• [DATASET RECORDS]:
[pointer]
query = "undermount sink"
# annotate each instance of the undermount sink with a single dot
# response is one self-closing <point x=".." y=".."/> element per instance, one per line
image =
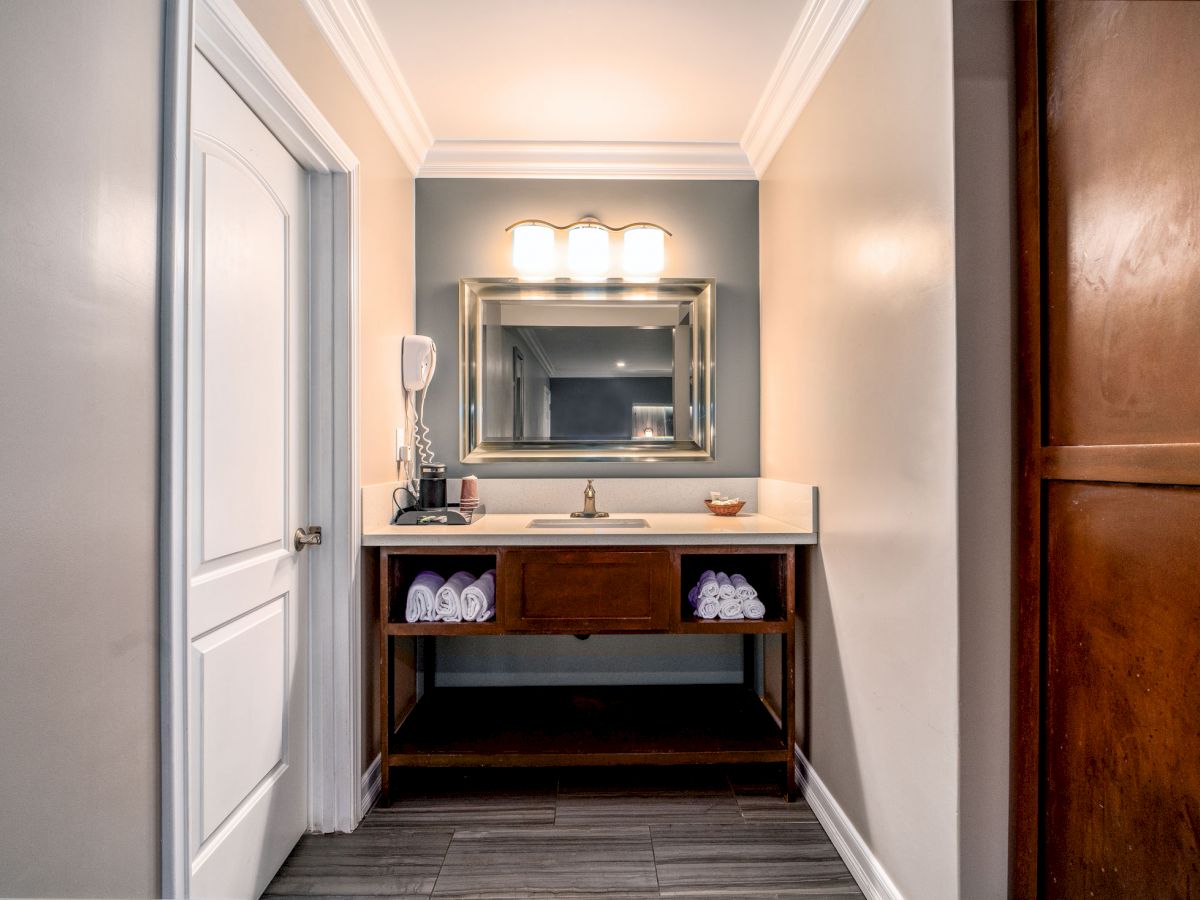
<point x="588" y="523"/>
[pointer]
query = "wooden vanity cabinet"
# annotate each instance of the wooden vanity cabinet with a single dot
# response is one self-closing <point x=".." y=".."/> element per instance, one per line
<point x="586" y="591"/>
<point x="583" y="591"/>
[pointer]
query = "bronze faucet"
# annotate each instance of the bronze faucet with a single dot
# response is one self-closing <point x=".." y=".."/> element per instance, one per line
<point x="589" y="504"/>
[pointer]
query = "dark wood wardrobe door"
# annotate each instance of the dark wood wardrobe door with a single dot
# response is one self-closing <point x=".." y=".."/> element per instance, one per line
<point x="1107" y="738"/>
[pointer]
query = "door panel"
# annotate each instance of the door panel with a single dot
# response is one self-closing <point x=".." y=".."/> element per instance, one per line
<point x="245" y="277"/>
<point x="247" y="491"/>
<point x="1105" y="773"/>
<point x="241" y="700"/>
<point x="1122" y="748"/>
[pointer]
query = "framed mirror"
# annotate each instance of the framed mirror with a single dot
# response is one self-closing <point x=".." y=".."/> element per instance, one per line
<point x="586" y="371"/>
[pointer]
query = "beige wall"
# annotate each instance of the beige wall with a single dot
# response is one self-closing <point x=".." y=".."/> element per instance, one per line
<point x="387" y="310"/>
<point x="858" y="397"/>
<point x="78" y="448"/>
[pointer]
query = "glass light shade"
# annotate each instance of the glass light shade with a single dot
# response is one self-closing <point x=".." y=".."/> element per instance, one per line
<point x="643" y="253"/>
<point x="587" y="252"/>
<point x="533" y="250"/>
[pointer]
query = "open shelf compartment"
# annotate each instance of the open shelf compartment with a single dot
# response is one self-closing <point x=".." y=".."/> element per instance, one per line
<point x="768" y="571"/>
<point x="588" y="726"/>
<point x="402" y="568"/>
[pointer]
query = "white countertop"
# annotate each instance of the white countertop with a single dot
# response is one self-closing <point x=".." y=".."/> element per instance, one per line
<point x="510" y="529"/>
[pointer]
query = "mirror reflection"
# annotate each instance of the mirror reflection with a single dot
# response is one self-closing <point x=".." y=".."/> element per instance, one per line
<point x="595" y="372"/>
<point x="586" y="371"/>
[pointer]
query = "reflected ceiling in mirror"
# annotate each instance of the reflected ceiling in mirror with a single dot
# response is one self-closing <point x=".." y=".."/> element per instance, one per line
<point x="569" y="371"/>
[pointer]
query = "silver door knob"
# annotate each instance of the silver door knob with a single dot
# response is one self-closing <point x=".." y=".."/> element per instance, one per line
<point x="304" y="537"/>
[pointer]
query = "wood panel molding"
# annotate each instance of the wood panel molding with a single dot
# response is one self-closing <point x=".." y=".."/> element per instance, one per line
<point x="1134" y="463"/>
<point x="1027" y="547"/>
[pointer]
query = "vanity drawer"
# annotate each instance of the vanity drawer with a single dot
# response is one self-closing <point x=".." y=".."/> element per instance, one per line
<point x="580" y="591"/>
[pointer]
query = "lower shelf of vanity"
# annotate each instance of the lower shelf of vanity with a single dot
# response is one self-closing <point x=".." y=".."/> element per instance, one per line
<point x="649" y="725"/>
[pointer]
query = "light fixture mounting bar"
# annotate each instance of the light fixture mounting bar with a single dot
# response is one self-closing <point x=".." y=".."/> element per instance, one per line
<point x="589" y="222"/>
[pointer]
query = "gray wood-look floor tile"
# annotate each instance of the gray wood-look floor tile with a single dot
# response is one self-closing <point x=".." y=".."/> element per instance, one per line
<point x="581" y="834"/>
<point x="643" y="797"/>
<point x="467" y="811"/>
<point x="472" y="799"/>
<point x="753" y="859"/>
<point x="761" y="808"/>
<point x="388" y="862"/>
<point x="526" y="863"/>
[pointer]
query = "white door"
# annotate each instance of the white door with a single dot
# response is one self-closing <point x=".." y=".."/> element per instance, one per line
<point x="246" y="493"/>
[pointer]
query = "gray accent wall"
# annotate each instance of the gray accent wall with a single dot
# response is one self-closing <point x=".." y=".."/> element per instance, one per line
<point x="984" y="223"/>
<point x="79" y="167"/>
<point x="460" y="233"/>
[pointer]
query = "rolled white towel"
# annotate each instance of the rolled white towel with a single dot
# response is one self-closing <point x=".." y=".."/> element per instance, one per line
<point x="479" y="598"/>
<point x="725" y="587"/>
<point x="742" y="588"/>
<point x="448" y="603"/>
<point x="421" y="594"/>
<point x="707" y="607"/>
<point x="731" y="609"/>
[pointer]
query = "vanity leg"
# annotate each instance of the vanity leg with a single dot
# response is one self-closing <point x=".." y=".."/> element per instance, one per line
<point x="749" y="663"/>
<point x="383" y="561"/>
<point x="791" y="789"/>
<point x="429" y="661"/>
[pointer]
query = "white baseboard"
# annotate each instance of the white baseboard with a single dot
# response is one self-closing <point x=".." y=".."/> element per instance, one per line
<point x="372" y="781"/>
<point x="871" y="879"/>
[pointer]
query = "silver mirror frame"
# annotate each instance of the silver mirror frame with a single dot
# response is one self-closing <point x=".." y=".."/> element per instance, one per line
<point x="472" y="294"/>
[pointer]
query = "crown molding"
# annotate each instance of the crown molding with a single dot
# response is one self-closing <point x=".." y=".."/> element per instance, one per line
<point x="354" y="36"/>
<point x="587" y="160"/>
<point x="807" y="57"/>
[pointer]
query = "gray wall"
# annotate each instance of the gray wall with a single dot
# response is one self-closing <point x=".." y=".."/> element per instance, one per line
<point x="78" y="459"/>
<point x="984" y="138"/>
<point x="460" y="233"/>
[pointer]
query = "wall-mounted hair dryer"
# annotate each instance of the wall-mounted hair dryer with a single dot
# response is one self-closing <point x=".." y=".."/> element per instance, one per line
<point x="418" y="359"/>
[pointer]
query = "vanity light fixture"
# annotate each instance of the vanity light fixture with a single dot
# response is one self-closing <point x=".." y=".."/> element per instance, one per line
<point x="643" y="253"/>
<point x="587" y="249"/>
<point x="533" y="250"/>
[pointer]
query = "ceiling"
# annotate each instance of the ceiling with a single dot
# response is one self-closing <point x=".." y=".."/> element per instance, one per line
<point x="568" y="71"/>
<point x="654" y="89"/>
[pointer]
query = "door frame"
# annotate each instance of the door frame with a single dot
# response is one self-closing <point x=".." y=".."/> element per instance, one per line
<point x="220" y="31"/>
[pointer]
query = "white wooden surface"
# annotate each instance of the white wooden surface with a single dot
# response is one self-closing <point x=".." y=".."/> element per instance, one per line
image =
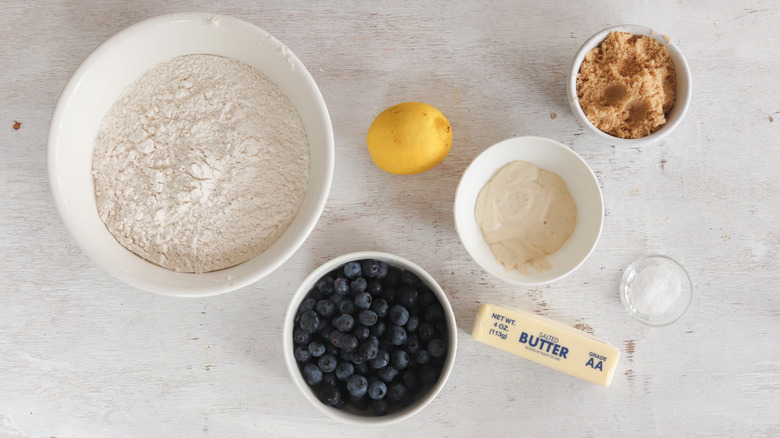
<point x="83" y="355"/>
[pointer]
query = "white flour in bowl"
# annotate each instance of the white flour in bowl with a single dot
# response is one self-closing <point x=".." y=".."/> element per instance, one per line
<point x="201" y="164"/>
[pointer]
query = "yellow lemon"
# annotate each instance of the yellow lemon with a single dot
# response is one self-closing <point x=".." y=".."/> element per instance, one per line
<point x="408" y="138"/>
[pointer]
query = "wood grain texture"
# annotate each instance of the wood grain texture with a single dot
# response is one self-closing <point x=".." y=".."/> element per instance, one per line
<point x="85" y="355"/>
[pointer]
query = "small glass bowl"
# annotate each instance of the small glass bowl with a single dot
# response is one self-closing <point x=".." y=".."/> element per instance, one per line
<point x="656" y="290"/>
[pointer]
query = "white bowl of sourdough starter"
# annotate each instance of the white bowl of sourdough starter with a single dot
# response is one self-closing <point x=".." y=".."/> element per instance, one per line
<point x="545" y="154"/>
<point x="96" y="86"/>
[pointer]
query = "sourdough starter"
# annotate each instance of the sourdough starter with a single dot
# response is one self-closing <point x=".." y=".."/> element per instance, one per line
<point x="201" y="164"/>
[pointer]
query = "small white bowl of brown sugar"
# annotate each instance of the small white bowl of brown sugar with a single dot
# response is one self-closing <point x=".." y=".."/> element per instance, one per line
<point x="190" y="154"/>
<point x="629" y="84"/>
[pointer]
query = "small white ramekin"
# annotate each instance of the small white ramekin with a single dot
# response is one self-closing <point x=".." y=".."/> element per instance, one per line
<point x="683" y="96"/>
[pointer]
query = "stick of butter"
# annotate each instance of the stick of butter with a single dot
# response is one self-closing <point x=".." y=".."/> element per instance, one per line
<point x="546" y="342"/>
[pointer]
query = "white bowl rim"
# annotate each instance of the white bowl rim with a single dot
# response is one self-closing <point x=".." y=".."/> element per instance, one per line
<point x="459" y="226"/>
<point x="681" y="69"/>
<point x="292" y="365"/>
<point x="223" y="281"/>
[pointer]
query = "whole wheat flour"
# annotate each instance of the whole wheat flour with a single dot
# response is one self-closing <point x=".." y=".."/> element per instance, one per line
<point x="201" y="164"/>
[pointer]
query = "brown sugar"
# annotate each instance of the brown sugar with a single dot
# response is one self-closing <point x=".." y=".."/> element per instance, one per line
<point x="627" y="85"/>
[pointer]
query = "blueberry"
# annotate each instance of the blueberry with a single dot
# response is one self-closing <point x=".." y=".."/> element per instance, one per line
<point x="426" y="331"/>
<point x="379" y="406"/>
<point x="422" y="357"/>
<point x="336" y="299"/>
<point x="374" y="286"/>
<point x="412" y="324"/>
<point x="316" y="348"/>
<point x="301" y="337"/>
<point x="367" y="317"/>
<point x="369" y="348"/>
<point x="352" y="269"/>
<point x="434" y="313"/>
<point x="325" y="308"/>
<point x="377" y="390"/>
<point x="309" y="321"/>
<point x="301" y="353"/>
<point x="387" y="374"/>
<point x="335" y="338"/>
<point x="389" y="294"/>
<point x="344" y="322"/>
<point x="323" y="323"/>
<point x="347" y="306"/>
<point x="381" y="360"/>
<point x="327" y="363"/>
<point x="363" y="300"/>
<point x="408" y="278"/>
<point x="396" y="335"/>
<point x="398" y="315"/>
<point x="361" y="332"/>
<point x="341" y="286"/>
<point x="413" y="344"/>
<point x="408" y="296"/>
<point x="380" y="307"/>
<point x="307" y="304"/>
<point x="330" y="395"/>
<point x="344" y="370"/>
<point x="370" y="268"/>
<point x="359" y="284"/>
<point x="379" y="328"/>
<point x="357" y="385"/>
<point x="399" y="358"/>
<point x="325" y="334"/>
<point x="312" y="374"/>
<point x="437" y="347"/>
<point x="325" y="285"/>
<point x="349" y="343"/>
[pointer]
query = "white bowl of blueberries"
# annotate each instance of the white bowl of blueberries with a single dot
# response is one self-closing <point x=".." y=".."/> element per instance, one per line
<point x="370" y="338"/>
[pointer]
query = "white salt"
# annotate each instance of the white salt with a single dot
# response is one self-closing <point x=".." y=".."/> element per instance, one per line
<point x="654" y="290"/>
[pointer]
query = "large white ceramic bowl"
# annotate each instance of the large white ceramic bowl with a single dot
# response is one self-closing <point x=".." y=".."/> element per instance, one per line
<point x="351" y="415"/>
<point x="95" y="87"/>
<point x="683" y="95"/>
<point x="545" y="154"/>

• [TASK DESCRIPTION]: Your answer should be a single number: the tally of lines in the entries that include the word "grain".

• [SOLUTION FOR THIS EXERCISE]: 2